## [Objective A]
Edit the records from the line containing "point_to(query) returns one keypoint per instance of the stone" through the line containing "x=315, y=44". Give those lines again with "stone wall" changed to "brick wall" and everything else unchanged.

## [Selected passage]
────────────────────────────────────────
Shock claim on wealth gap

Those who inhabit the top 1 per cent of the wealth pyramid in India own 73 per cent of the wealth generated in the country last year, an NGO has claimed.

Jayanta Roy Chowdhury Published 23.01.18, 12:00 AM

New Delhi: Those who inhabit the top 1 per cent of the wealth pyramid in India own 73 per cent of the wealth generated in the country last year, an NGO has claimed.

In the last 12 months, the "wealth of this elite group increased by Rs 20.91 lakh crore. This amount is equivalent to the total budget of the central government in 2017-18," Oxfam India said in a statement after culling facts and statistics from a report titled "Reward Work, Not Wealth" that was released ahead of meeting of the World Economic Forum in Davos where Prime Minister Narendra Modi is a keynote speaker at the plenary session on Tuesday.

India added 17 new billionaires last year, raising the number to 101 billionaires. Indian billionaires' wealth increased by Rs 4.89 lakh crore - from Rs 15.78 lakh crore to over Rs 20.67 lakh crore, the report said.

But the piece of statistic that could deeply embarrass Modi is the report's contention that 67 crore Indians, who comprise the poorest half of the population, saw just 1 per cent increase in their wealth.

The Oxfam report said the number of billionaires worldwide increased by an unprecedented rate of one every two days in the 12 months between March 2016 and March 2017. Billionaire wealth has risen by an average of 13 per cent - six times faster than the wages of ordinary workers, which have risen by a yearly average of just 2 per cent.

However, top Indian economists have expressed some doubts about the quality of data used in arriving at these alarming conclusions, which would imply that inequality has risen dramatically in just three years and caution against using such data for policy making.

Said M. Govinda Rao, a former member of the Prime Minister's Economic Advisory Council: "There is little hard data to go by in estimating income inequality."
────────────────────────────────────────
## [Objective B]
Resume the article on India's wealth gap, carrying it on from its final sentence.
────────────────────────────────────────
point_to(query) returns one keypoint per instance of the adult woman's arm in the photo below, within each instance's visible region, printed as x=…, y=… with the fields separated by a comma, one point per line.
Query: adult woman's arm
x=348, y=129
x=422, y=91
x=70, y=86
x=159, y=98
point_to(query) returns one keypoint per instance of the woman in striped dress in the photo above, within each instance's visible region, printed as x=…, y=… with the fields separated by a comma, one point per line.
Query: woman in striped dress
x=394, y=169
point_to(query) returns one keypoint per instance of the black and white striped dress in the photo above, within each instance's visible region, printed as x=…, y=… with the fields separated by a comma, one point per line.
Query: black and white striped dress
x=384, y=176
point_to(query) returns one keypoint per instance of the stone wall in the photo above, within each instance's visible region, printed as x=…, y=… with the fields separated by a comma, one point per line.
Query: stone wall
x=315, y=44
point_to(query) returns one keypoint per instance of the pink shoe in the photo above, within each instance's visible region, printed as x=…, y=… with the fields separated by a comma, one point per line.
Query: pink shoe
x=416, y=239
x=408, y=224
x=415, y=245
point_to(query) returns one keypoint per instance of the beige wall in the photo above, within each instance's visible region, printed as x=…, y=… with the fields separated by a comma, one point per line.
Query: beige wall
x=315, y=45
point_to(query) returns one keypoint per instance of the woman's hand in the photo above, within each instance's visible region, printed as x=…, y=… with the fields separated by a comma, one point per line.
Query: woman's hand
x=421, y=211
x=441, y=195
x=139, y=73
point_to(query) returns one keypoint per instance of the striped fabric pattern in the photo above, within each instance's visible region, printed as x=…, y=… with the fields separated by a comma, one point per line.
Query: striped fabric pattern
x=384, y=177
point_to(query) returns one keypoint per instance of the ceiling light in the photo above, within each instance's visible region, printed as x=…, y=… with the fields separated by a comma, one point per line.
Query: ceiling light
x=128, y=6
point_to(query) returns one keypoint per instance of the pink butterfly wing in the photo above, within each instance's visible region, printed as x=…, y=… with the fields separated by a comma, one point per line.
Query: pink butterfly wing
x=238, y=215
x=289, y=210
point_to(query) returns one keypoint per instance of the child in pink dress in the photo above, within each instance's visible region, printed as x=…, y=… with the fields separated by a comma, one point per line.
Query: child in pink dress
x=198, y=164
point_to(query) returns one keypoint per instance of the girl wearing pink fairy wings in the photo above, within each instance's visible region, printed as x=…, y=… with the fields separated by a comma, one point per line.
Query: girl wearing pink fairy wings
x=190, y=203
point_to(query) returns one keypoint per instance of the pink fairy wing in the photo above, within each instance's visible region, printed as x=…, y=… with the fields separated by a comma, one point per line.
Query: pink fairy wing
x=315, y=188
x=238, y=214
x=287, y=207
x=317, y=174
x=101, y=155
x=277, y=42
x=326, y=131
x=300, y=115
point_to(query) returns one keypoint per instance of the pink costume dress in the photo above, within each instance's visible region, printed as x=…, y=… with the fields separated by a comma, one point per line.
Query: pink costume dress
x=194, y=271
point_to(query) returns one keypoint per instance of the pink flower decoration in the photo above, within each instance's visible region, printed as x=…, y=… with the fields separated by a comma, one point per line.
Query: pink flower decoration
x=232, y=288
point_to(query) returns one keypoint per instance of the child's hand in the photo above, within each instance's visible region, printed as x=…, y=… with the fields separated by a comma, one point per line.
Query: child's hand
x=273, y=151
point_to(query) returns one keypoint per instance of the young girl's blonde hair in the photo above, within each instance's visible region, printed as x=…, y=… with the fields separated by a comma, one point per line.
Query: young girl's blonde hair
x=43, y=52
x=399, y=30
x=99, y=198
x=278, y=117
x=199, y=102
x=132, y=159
────────────────────────────────────────
## [Task response A]
point_to(query) returns one keypoint per instance of the brick wall in the photo above, within each instance's visible region, printed as x=…, y=… with the fields separated by a comma, one point per line.
Query: brick wall
x=315, y=44

## [Task response B]
The Oxfam study drew on data sourced from Credit Suisse's "Global Wealth Databook" and UN population statistics.

Added Pronab Sen, a former chairman of the National Statistical Commission: "Wealth measurement is problematic as it is based on property and share valuations and these tend to fluctuate hugely."

The obvious policy implication from such data would be on taxation, with possible calls for a hike in taxes on the rich to better redistribute wealth and income.

However, Rao asserted that "inequality cannot be reduced by taxation. Reducing the income of the rich does not increase the income of the poor. We need to spend on schemes which could help generate income and wealth for the poorer sections."

"The answer does not lie in (socialist-style) redistributive policies but rather on expenditure side focusing. A mere 2 per cent of Indians pay taxes. Increasing their burden is not the answer."

Said Sen: "Whatever doubts we have on data quality, there is no gainsaying that there is need to address inequality, (but) this has to be done by generating greater income for the poor and creating better quality jobs in our farms and factories."

Oxfam estimates that the huge increase in global wealth could have ended extreme poverty seven times over. While 82 per cent of all wealth created globally in the last year went to the top 1 per cent, the bottom 50 per cent saw no increase at all.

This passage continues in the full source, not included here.